:: GIVEN INFORMATION

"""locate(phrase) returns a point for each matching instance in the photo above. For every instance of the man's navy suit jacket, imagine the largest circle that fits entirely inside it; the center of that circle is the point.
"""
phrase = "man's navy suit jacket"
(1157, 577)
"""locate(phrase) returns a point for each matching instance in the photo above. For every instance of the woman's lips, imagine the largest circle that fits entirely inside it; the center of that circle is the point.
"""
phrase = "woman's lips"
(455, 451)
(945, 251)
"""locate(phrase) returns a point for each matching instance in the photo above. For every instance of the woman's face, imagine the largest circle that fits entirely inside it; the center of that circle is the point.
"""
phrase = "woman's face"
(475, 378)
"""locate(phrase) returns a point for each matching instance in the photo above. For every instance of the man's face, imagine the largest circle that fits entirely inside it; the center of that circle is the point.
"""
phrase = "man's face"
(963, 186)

::::

**EXERCISE BRIEF:**
Search the records line by line for the word "photo" and copy every line where it appears.

**YOUR SOLUTION:**
"""locate(phrase) returns a point for each matching instance in the photo above. For every instance of the man's navy suit jacket, imagine the largest circle that fits entirely inside it; the center of that circle is the point.
"""locate(phrase) returns a point for each matching instance in the photo above. For every instance of the woman's lips, imagine the largest circle that fits entirely inside it; the center of that circle is the point.
"""locate(phrase) returns a point for each matching instance in the photo above. For every instance of the woman's face, imagine the largest circle that fits entirely inside it; the center of that circle is the point.
"""locate(phrase) returns a point for each matching instance in the photo above. For every instance of the man's face, imagine the largest circle that fits entirely inside it; the center of that circle is the point.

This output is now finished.